━━━ EXTRACTED ENTRIES ━━━

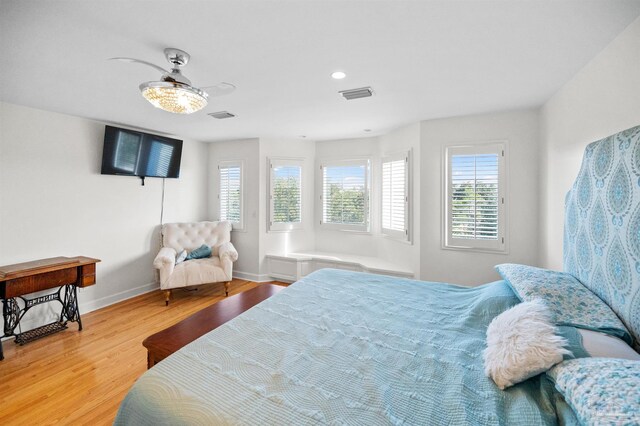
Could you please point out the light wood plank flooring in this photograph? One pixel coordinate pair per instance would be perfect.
(81, 377)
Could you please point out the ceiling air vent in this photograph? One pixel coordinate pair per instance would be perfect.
(363, 92)
(221, 114)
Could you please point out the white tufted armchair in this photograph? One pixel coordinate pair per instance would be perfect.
(189, 236)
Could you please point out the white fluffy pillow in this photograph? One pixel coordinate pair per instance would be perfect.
(522, 343)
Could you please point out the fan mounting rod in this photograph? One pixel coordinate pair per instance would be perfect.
(176, 57)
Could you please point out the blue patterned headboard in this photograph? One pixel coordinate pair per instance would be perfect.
(602, 225)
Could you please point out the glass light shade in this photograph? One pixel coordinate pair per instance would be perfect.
(174, 97)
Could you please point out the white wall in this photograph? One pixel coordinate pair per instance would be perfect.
(246, 240)
(602, 99)
(55, 202)
(520, 129)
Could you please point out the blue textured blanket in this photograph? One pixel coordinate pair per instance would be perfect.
(343, 347)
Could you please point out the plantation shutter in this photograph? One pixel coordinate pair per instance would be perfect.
(285, 208)
(395, 195)
(475, 196)
(230, 192)
(344, 195)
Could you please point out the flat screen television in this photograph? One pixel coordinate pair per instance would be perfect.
(132, 153)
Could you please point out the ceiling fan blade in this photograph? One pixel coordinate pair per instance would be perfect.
(219, 89)
(162, 70)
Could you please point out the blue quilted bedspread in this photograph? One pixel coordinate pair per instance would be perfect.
(343, 347)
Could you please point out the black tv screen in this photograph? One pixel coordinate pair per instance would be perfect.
(132, 153)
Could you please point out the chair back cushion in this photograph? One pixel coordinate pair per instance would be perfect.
(191, 235)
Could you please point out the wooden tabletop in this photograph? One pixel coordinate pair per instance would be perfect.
(169, 340)
(40, 266)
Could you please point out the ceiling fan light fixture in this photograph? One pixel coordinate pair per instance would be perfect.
(174, 97)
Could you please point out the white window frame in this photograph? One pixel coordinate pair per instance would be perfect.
(236, 226)
(365, 228)
(404, 235)
(282, 226)
(493, 246)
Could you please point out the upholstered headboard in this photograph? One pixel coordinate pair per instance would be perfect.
(602, 225)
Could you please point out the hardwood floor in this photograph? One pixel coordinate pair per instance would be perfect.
(81, 377)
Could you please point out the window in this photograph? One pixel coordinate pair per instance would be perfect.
(230, 192)
(285, 194)
(395, 196)
(475, 200)
(345, 195)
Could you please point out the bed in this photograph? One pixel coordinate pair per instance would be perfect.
(340, 347)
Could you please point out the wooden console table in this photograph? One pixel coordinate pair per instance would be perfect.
(164, 343)
(17, 280)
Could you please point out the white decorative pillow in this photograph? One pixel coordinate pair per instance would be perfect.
(181, 257)
(522, 343)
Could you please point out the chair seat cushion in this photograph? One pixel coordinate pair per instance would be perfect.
(195, 272)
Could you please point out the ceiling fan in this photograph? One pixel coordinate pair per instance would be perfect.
(174, 92)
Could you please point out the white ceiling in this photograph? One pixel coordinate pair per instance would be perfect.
(424, 59)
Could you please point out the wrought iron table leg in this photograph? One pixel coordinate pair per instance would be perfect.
(11, 316)
(70, 305)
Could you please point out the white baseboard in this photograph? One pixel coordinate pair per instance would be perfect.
(251, 277)
(103, 302)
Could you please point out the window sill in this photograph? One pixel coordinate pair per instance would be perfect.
(475, 249)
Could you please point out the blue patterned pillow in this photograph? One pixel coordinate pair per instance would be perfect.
(572, 303)
(601, 391)
(200, 253)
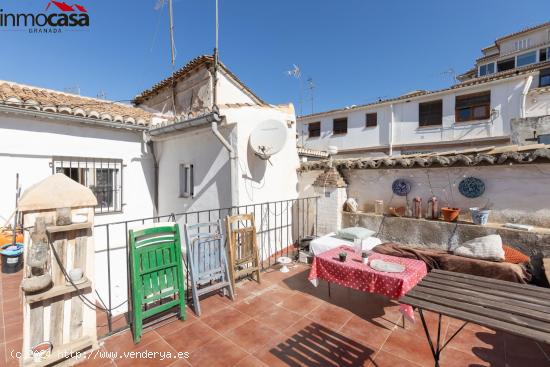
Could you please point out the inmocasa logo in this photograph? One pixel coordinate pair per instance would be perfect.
(61, 15)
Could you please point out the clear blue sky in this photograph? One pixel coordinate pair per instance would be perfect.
(355, 50)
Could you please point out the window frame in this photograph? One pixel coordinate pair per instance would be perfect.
(510, 59)
(486, 66)
(370, 123)
(340, 131)
(533, 52)
(472, 107)
(546, 51)
(318, 129)
(186, 180)
(87, 171)
(423, 114)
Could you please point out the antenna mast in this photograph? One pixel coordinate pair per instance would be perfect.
(216, 61)
(172, 46)
(173, 49)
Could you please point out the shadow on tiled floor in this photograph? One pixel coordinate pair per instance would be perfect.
(285, 321)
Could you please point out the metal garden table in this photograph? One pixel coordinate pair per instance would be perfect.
(518, 309)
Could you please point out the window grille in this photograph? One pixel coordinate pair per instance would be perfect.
(101, 175)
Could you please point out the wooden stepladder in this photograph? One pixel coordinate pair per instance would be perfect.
(207, 260)
(243, 247)
(156, 273)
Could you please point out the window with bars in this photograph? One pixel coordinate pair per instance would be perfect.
(430, 113)
(314, 129)
(471, 107)
(102, 176)
(371, 119)
(340, 126)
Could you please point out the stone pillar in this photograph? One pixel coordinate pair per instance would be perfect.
(60, 215)
(331, 188)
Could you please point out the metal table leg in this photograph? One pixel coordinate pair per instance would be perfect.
(436, 352)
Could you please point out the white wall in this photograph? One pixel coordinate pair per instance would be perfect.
(27, 146)
(211, 171)
(505, 99)
(259, 180)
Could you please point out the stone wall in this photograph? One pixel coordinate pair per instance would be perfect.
(445, 236)
(523, 128)
(330, 204)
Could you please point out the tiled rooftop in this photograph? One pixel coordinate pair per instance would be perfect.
(285, 321)
(47, 100)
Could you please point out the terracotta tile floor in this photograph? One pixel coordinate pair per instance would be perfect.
(285, 321)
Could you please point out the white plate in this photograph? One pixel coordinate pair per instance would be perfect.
(386, 267)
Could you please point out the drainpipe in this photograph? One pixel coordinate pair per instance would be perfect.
(526, 88)
(233, 158)
(156, 179)
(390, 138)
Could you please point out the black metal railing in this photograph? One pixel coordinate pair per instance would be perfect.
(280, 227)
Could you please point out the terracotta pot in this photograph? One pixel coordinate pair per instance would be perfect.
(397, 212)
(450, 214)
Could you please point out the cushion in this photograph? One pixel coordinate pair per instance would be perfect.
(485, 248)
(513, 256)
(353, 233)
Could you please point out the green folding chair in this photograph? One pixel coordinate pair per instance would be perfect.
(156, 270)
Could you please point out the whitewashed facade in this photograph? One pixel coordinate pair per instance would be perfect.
(399, 128)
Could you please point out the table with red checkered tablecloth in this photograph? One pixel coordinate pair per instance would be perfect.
(354, 274)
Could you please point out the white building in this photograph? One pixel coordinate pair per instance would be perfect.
(109, 146)
(476, 112)
(144, 161)
(208, 145)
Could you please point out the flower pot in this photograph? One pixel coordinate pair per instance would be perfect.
(480, 216)
(450, 214)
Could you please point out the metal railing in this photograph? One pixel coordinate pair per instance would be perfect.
(280, 227)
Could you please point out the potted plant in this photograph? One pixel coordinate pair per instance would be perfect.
(342, 256)
(450, 214)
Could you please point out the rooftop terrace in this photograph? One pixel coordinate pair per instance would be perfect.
(285, 321)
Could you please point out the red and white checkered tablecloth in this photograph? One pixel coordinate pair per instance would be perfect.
(354, 274)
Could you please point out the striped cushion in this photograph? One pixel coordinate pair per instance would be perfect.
(511, 255)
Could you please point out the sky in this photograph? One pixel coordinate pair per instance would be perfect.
(355, 51)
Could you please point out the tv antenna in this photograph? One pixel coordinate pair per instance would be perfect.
(75, 89)
(311, 86)
(173, 51)
(296, 73)
(450, 72)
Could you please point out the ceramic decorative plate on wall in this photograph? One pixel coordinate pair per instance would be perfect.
(401, 187)
(471, 187)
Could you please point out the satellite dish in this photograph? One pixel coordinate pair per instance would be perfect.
(268, 138)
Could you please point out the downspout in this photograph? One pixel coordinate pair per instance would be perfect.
(156, 178)
(390, 137)
(233, 159)
(526, 88)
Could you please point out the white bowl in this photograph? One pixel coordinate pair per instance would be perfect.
(75, 274)
(79, 218)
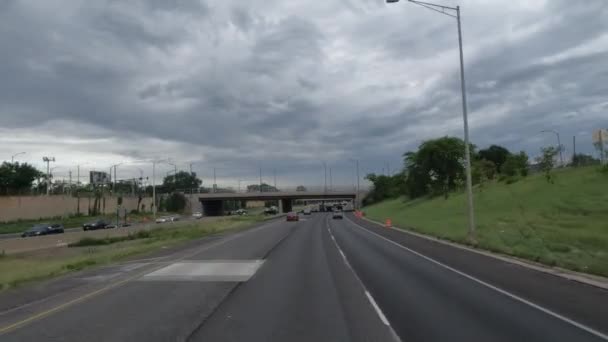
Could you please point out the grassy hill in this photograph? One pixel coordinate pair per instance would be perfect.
(563, 224)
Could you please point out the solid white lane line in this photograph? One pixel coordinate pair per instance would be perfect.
(367, 294)
(378, 311)
(481, 282)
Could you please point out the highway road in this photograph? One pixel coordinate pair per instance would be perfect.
(314, 280)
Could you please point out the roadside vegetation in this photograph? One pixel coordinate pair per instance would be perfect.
(88, 252)
(555, 216)
(73, 221)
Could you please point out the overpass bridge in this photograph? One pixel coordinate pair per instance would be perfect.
(213, 203)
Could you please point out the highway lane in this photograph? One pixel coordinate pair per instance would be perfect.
(425, 301)
(314, 280)
(302, 291)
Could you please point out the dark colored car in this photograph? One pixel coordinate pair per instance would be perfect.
(43, 229)
(99, 224)
(291, 216)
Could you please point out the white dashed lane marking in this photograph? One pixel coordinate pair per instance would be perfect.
(217, 270)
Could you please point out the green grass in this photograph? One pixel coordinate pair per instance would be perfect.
(16, 270)
(563, 224)
(68, 222)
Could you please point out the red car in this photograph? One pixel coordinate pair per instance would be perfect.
(291, 216)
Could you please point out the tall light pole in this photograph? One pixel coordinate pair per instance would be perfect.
(356, 161)
(469, 184)
(48, 160)
(14, 155)
(114, 184)
(559, 144)
(325, 170)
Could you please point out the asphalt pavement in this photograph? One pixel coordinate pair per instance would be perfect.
(314, 280)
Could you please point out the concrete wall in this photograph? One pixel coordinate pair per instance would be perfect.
(13, 208)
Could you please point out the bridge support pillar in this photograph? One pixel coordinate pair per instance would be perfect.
(213, 207)
(285, 205)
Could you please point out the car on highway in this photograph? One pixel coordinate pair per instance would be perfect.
(43, 229)
(292, 216)
(163, 219)
(99, 224)
(271, 210)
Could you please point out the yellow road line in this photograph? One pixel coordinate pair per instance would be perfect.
(8, 328)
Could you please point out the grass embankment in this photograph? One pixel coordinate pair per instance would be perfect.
(18, 269)
(563, 224)
(68, 222)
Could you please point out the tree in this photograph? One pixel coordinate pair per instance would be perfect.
(516, 164)
(496, 154)
(580, 159)
(182, 180)
(16, 178)
(483, 170)
(547, 161)
(384, 187)
(437, 166)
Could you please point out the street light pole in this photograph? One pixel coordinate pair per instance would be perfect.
(358, 201)
(469, 184)
(325, 170)
(47, 160)
(559, 144)
(14, 155)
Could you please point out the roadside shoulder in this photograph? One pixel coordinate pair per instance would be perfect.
(588, 279)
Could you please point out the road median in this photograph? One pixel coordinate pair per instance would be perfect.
(106, 247)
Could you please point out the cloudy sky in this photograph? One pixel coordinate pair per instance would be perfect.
(284, 85)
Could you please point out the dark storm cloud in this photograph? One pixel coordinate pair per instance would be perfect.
(295, 82)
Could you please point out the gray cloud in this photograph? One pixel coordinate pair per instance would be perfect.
(286, 84)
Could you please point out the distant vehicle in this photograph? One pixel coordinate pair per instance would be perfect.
(292, 216)
(271, 210)
(43, 229)
(163, 219)
(99, 224)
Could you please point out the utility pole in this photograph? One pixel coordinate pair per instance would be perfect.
(214, 181)
(260, 179)
(454, 12)
(325, 169)
(154, 189)
(47, 160)
(191, 184)
(573, 147)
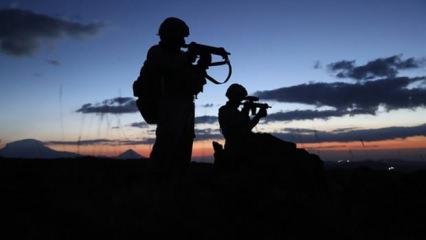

━━━

#### [REQUIREMENT]
Leave the pictures out, and reproduce only the lines from the line holding "Could you please point out the road median" through the last line of the material, both included.

#### [SOLUTION FOR THIS EXERCISE]
Could you please point out the road median in this photograph? One pixel coordinate pair per instance would be perfect.
(106, 247)
Could you please point out the cloudy sky in this photograph? One pixel coordinate pair per instance would be perfect.
(284, 85)
Could you please point out the dark storm cloud in this photograph? One pixel coordinate pair per instance would be perfect.
(295, 82)
Could you please point out the gray cloud in this photograph? One pixel coordinate pair per instance would be perfect.
(286, 84)
Could you please point out the distant vehicle in this photograph? One pixel coordinate pair per instance would be perfect.
(292, 216)
(271, 210)
(43, 229)
(163, 219)
(99, 224)
Could you please point out the utility pole in this photograph? One pixel coordinate pair per instance would be perfect.
(214, 181)
(260, 179)
(454, 12)
(325, 169)
(154, 189)
(47, 160)
(191, 184)
(573, 147)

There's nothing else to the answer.